_EXERCISE GOAL:_ Your answer should consist only of the lines below from the one with "Could you please outline every instance of the **fishing" through the one with "Could you please outline every instance of the **boat", copied exactly.

_EXTRACTED ENTRIES:_
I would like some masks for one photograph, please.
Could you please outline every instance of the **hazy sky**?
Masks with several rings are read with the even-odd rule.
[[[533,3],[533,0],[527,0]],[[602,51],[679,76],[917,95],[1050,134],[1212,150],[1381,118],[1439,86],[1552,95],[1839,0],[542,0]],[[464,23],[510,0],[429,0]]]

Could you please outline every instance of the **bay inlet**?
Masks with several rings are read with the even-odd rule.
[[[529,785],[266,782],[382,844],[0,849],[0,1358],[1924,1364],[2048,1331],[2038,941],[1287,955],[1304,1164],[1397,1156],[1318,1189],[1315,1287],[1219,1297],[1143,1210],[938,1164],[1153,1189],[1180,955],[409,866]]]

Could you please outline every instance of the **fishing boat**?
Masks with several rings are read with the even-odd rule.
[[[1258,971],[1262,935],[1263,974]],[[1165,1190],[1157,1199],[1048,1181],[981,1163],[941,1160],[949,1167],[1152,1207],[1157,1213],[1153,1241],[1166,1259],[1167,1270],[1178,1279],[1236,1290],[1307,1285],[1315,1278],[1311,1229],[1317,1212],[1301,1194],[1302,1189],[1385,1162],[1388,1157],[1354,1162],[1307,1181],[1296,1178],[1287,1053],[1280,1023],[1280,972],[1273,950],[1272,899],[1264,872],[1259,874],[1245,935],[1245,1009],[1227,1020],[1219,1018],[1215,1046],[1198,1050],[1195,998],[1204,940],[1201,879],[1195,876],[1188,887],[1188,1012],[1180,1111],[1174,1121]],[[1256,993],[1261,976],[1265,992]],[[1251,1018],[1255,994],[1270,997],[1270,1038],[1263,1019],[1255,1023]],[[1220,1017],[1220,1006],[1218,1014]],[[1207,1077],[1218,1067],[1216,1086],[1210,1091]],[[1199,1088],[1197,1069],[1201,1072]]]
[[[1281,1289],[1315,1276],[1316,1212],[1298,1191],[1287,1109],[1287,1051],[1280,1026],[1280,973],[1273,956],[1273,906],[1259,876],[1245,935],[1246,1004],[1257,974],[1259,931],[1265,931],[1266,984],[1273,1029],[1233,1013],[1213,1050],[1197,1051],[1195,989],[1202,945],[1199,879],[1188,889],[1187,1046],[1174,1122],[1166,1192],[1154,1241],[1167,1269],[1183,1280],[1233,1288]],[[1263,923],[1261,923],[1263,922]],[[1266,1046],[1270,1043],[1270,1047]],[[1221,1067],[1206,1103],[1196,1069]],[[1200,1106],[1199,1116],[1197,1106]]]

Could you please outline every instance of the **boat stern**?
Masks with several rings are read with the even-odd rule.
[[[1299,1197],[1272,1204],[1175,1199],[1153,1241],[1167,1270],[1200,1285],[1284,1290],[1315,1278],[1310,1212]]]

_TASK SOLUTION:_
Could you please outline every instance of the **fishing boat**?
Masks with several rings are read with the even-odd rule.
[[[1258,971],[1262,935],[1263,974]],[[1165,1190],[1157,1199],[1048,1181],[981,1163],[941,1160],[949,1167],[1152,1207],[1157,1213],[1153,1241],[1166,1259],[1167,1270],[1178,1279],[1236,1290],[1307,1285],[1315,1278],[1311,1229],[1317,1212],[1301,1194],[1302,1189],[1385,1162],[1388,1157],[1354,1162],[1307,1181],[1296,1178],[1287,1053],[1280,1023],[1280,972],[1273,950],[1272,899],[1264,872],[1259,874],[1245,935],[1245,1009],[1227,1020],[1219,1018],[1215,1046],[1198,1050],[1195,998],[1204,940],[1201,879],[1195,876],[1188,887],[1188,1012],[1180,1111],[1174,1121]],[[1256,993],[1261,976],[1265,992]],[[1251,1018],[1255,994],[1270,997],[1270,1038],[1263,1019],[1255,1023]],[[1220,1017],[1220,1006],[1218,1014]],[[1207,1077],[1218,1067],[1216,1086],[1210,1091]],[[1199,1088],[1197,1069],[1201,1072]]]
[[[1281,1289],[1315,1276],[1316,1212],[1298,1191],[1287,1109],[1287,1051],[1280,1026],[1280,973],[1273,956],[1273,906],[1259,876],[1245,935],[1246,1004],[1257,974],[1259,931],[1265,931],[1266,984],[1273,1029],[1233,1013],[1213,1050],[1197,1051],[1195,989],[1202,945],[1199,879],[1188,889],[1187,1046],[1174,1122],[1166,1192],[1154,1241],[1167,1269],[1183,1280],[1233,1288]],[[1263,923],[1261,923],[1263,922]],[[1266,1046],[1270,1043],[1270,1047]],[[1221,1067],[1206,1103],[1196,1069]],[[1200,1106],[1199,1116],[1197,1106]]]

Could you please outline every instance of the **boat stern**?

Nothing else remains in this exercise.